LISTED ENTRIES:
·····
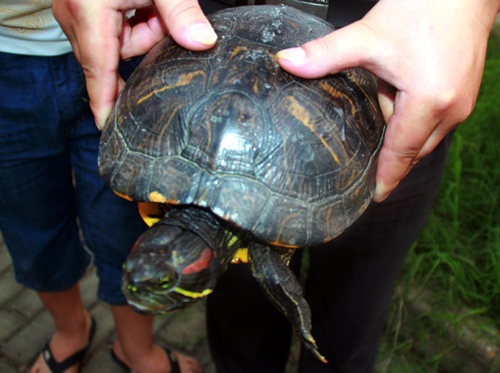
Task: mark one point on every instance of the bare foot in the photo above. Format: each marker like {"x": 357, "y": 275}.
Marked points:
{"x": 64, "y": 344}
{"x": 157, "y": 361}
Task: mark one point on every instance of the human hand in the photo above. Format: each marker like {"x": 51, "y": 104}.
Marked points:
{"x": 429, "y": 57}
{"x": 101, "y": 35}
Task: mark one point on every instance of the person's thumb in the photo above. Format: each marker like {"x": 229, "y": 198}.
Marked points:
{"x": 351, "y": 46}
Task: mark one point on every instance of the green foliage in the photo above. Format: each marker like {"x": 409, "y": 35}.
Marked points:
{"x": 457, "y": 255}
{"x": 458, "y": 251}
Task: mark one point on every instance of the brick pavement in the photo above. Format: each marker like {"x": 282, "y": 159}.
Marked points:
{"x": 25, "y": 326}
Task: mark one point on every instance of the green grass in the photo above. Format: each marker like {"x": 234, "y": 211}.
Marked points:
{"x": 457, "y": 255}
{"x": 458, "y": 251}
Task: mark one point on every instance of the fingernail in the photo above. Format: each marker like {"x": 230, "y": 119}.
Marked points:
{"x": 381, "y": 193}
{"x": 295, "y": 55}
{"x": 99, "y": 127}
{"x": 202, "y": 33}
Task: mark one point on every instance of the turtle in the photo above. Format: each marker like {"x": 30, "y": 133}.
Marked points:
{"x": 242, "y": 161}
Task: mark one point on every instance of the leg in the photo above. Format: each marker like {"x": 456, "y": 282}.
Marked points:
{"x": 135, "y": 346}
{"x": 246, "y": 333}
{"x": 38, "y": 213}
{"x": 351, "y": 277}
{"x": 72, "y": 326}
{"x": 110, "y": 226}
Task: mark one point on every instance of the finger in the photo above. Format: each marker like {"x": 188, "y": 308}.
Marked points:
{"x": 351, "y": 46}
{"x": 187, "y": 24}
{"x": 99, "y": 49}
{"x": 142, "y": 32}
{"x": 386, "y": 98}
{"x": 408, "y": 131}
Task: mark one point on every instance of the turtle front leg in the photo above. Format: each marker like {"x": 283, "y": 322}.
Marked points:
{"x": 269, "y": 266}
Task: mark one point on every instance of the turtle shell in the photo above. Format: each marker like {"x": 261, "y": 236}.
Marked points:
{"x": 291, "y": 160}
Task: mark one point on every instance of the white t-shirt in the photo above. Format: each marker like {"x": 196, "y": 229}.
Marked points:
{"x": 29, "y": 27}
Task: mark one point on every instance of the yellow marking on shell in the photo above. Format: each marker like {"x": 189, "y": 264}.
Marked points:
{"x": 150, "y": 212}
{"x": 241, "y": 256}
{"x": 192, "y": 294}
{"x": 157, "y": 197}
{"x": 124, "y": 196}
{"x": 277, "y": 243}
{"x": 302, "y": 114}
{"x": 184, "y": 79}
{"x": 233, "y": 241}
{"x": 237, "y": 50}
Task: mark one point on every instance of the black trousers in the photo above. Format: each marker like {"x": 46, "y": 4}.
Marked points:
{"x": 349, "y": 288}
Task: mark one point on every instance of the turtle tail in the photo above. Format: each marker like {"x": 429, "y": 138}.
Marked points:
{"x": 269, "y": 266}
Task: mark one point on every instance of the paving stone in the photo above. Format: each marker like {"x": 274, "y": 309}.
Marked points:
{"x": 186, "y": 330}
{"x": 105, "y": 325}
{"x": 10, "y": 322}
{"x": 25, "y": 346}
{"x": 28, "y": 303}
{"x": 88, "y": 288}
{"x": 102, "y": 362}
{"x": 9, "y": 288}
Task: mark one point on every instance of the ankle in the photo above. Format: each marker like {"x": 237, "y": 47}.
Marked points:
{"x": 151, "y": 359}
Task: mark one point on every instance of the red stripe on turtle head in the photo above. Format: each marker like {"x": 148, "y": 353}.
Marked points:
{"x": 201, "y": 264}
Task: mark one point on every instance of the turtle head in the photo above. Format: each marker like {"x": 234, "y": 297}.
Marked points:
{"x": 168, "y": 269}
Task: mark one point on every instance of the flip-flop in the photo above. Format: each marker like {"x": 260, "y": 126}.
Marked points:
{"x": 174, "y": 364}
{"x": 76, "y": 358}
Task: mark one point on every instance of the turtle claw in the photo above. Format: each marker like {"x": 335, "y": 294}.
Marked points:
{"x": 269, "y": 266}
{"x": 311, "y": 345}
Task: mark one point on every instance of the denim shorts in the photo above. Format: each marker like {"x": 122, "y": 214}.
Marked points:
{"x": 50, "y": 187}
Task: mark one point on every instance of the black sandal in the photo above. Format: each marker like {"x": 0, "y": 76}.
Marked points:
{"x": 76, "y": 358}
{"x": 174, "y": 365}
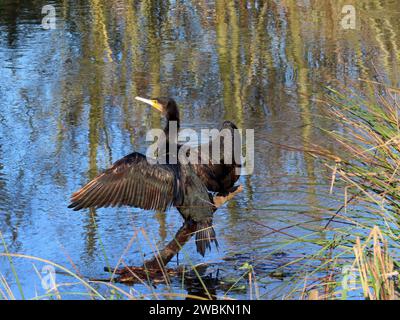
·····
WHAT THE TASK ASKS: Please return the full listing exactly as given, with the images left out.

OUTPUT BELOW:
Task: mark one point on every instance of the bare foot in the photo above. Format: each marker like {"x": 357, "y": 275}.
Marked points:
{"x": 64, "y": 344}
{"x": 157, "y": 361}
Task: mark one point on every instance of the human hand in the photo above. Format: each marker like {"x": 51, "y": 104}.
Marked points:
{"x": 429, "y": 57}
{"x": 101, "y": 35}
Task: mark one point on every instance of the person's thumb in the photo above. Format: each marker like {"x": 229, "y": 198}.
Marked points:
{"x": 351, "y": 46}
Task: mark one point on every instance of the green foliage in the photo above. Format: each marker like {"x": 409, "y": 35}.
Marked points:
{"x": 457, "y": 255}
{"x": 458, "y": 251}
Task: mark one point on every instance of the brick pavement in the photo above. Format: each marker like {"x": 282, "y": 159}.
Marked points:
{"x": 25, "y": 326}
Task: mark one point on every instance of the green grass in the photo above. Format: each marker like {"x": 234, "y": 211}.
Marked points:
{"x": 457, "y": 255}
{"x": 458, "y": 251}
Task: mark one point on every instance of the fingernail in the photo above. Format: each marker like {"x": 230, "y": 119}.
Marked points:
{"x": 381, "y": 193}
{"x": 295, "y": 55}
{"x": 99, "y": 127}
{"x": 202, "y": 33}
Task: mark one point on every instance of the turtle in the photo above. Format: each marker like {"x": 30, "y": 133}.
Marked points:
{"x": 242, "y": 161}
Task: mark one point on every instance of the leg in the photo above. Format: each marker like {"x": 456, "y": 282}.
Marked points:
{"x": 135, "y": 346}
{"x": 246, "y": 333}
{"x": 38, "y": 213}
{"x": 351, "y": 277}
{"x": 72, "y": 326}
{"x": 110, "y": 226}
Task: mark one point on every instance of the finger in the photo above. Format: each marker like {"x": 188, "y": 308}.
Marked points:
{"x": 351, "y": 46}
{"x": 187, "y": 24}
{"x": 99, "y": 49}
{"x": 142, "y": 32}
{"x": 386, "y": 98}
{"x": 408, "y": 131}
Task: mark one point on every instance of the turtle front leg in the photo above. Format: each marker like {"x": 283, "y": 322}.
Marked points:
{"x": 269, "y": 266}
Task: mark one point on every instance of the turtle shell in the photo above. Format: each marker like {"x": 261, "y": 236}.
Marked points:
{"x": 291, "y": 160}
Task: mark one point on every instance of the white t-shirt in the photo above. Format: each marker like {"x": 196, "y": 229}.
Marked points:
{"x": 29, "y": 27}
Task: mark one point on every instance of the yellow marking on shell in the photo above. Format: each marker like {"x": 189, "y": 264}.
Marked points:
{"x": 150, "y": 212}
{"x": 241, "y": 256}
{"x": 192, "y": 294}
{"x": 157, "y": 197}
{"x": 124, "y": 196}
{"x": 277, "y": 243}
{"x": 302, "y": 114}
{"x": 184, "y": 79}
{"x": 233, "y": 241}
{"x": 237, "y": 50}
Task: mark one point on every instance of the black trousers in the photo above. Format: each marker like {"x": 46, "y": 4}.
Marked points:
{"x": 349, "y": 288}
Task: mark one point on every instance of the turtle tail in the photo above. Format: each marker like {"x": 429, "y": 138}.
Marked points:
{"x": 269, "y": 266}
Task: mark one point on every instance of the paving stone in the photo above. Format: each marker like {"x": 274, "y": 309}.
Marked points:
{"x": 186, "y": 330}
{"x": 105, "y": 325}
{"x": 10, "y": 322}
{"x": 25, "y": 346}
{"x": 28, "y": 303}
{"x": 88, "y": 288}
{"x": 102, "y": 362}
{"x": 9, "y": 288}
Task: mark one point on every instance of the ankle in the photo above. Format: each marker like {"x": 237, "y": 47}.
Marked points:
{"x": 151, "y": 359}
Task: mark one point on every instance of the red stripe on turtle head in the photo above. Format: each marker like {"x": 148, "y": 353}.
Marked points:
{"x": 201, "y": 264}
Task: mark one point on every instance of the turtle head in the photo above. Format: each marker like {"x": 234, "y": 297}.
Marked points:
{"x": 168, "y": 269}
Task: mark one point on every instance of the flip-flop in the photo above. Format: each marker like {"x": 260, "y": 126}.
Marked points:
{"x": 174, "y": 364}
{"x": 76, "y": 358}
Task: mark one point on every instance of the turtle claw in the photo above. Format: each marker like {"x": 335, "y": 294}.
Marked points:
{"x": 269, "y": 266}
{"x": 311, "y": 345}
Task: mark one point on every instance of the denim shorts in the photo above. Format: each marker like {"x": 122, "y": 214}.
Marked points:
{"x": 50, "y": 187}
Task: mark one point on every instance of the black sandal in the photo above. Format: each marker like {"x": 0, "y": 76}.
Marked points:
{"x": 76, "y": 358}
{"x": 174, "y": 365}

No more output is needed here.